Given passage.
┌────────

Didn't you say that "the Western emancipation" was to blame?  

Now seriously, it's interesting that handwriting style has been mentioned here and there, throughout this thread...  Have any of you heard of gender guessing through _graphology_?  I know that's not quite what we're discussing in here, but the Anima vs. Animus individual conceptions that graphology uses, are not linked only to handwriting, but also to writing styles...

Sorry I don't run an on-line search before throwing this into the melting pot (some links could come in handy), but I don't have unlimited on-line access from this PC.  Can somebody give a hand on that?


----------



## Crescent

What an interesting thread, I must admit! 

Although I have to say, I was slightly confused when reading some of the posts, as to why they were talking about handwriting - we can't really see it here on the forums, online, anyway..

But from my point of view, I think it is usually (and I'd say it works for about 85% of the time) very possible to distinguish the sex of a forero according to their writing style on the forums. And I think I've not made many mistakes in my guessings of a forero's sex - not to say that I am good at it, it's just that I believe that there are general characteristics which classify the catergories of ''feminism'' and ''masculinity'' in style of writing.

└────────

Provided material.
┌────────

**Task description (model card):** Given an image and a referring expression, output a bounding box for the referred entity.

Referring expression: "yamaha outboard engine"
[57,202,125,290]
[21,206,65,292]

└────────

What to work on.
1. Translate this sentence from the forum thread into Spanish: "What an interesting thread, I must admit!"
2. Give what follows in the forum thread on guessing gender from writing style, starting after its final sentence.
The listing is separate material, unrelated to the forum thread on guessing gender from writing style.

Written responses.
1. ¡Qué hilo tan interesante, debo admitirlo!

2.
For example: it seems to me (and please oh please, do forgive me for generalisations! I realise that what I am saying is not always 100% the case, but these are just some of my observations  ) that females usually have a less ''formal'' style of writing. It's more relaxed, and sounds more like the way they talk in real life to the friends and family.
Once again, females, it seems to me, also tend to quite like to lean away from the original topic of the thread (most certainly including myself!! ) and make general (nicea and intersting) comments either about the subject, or about the other forerosparticipating in the thread (usually complimenting or thanking the other members of th community). 
I have to say that some males have a tendency to do that too - like some very nice people would often post trivial comments such as: _There is absolutely no need to apologise_. or _Everyone makes mistakes, don't worry about it! _in an answer to a comment usually made by the starter of the thread, such as: _Oh, dear! I really must practise my X(insert language) more often! *blushes*._ Or something along those lines. 

Then, again, nicknames and online names play a very important part in this! I have to say, that once (only once! ) I was confused for a male Crescent.(even though I'm very much a female one, and I always thought that the feminine side of my nature provided sufficient proof for that! *sniffles* ) But I think the majority of you could never really confuse me with a male... (at least I think so)!

And the last thing, which I believe really stands out - is the amount of smilies that our foreros use! Again, a generalisation, but I've noticed that in general women use a lot more than males! And whilst the girlie ones tend to be *smiles* and *blushes*, the males often feel the need to wink and grin at everyone!  
I have to say, that I myself very often use up all of my ''8 smilies limit'' in one post! Like, now, for example...I have no more smilies to use. *sad face*.. *giggles*..!


----------



## Kajjo

Venezuelan_sweetie said:


> Have any of you heard of gender guessing through _graphology_?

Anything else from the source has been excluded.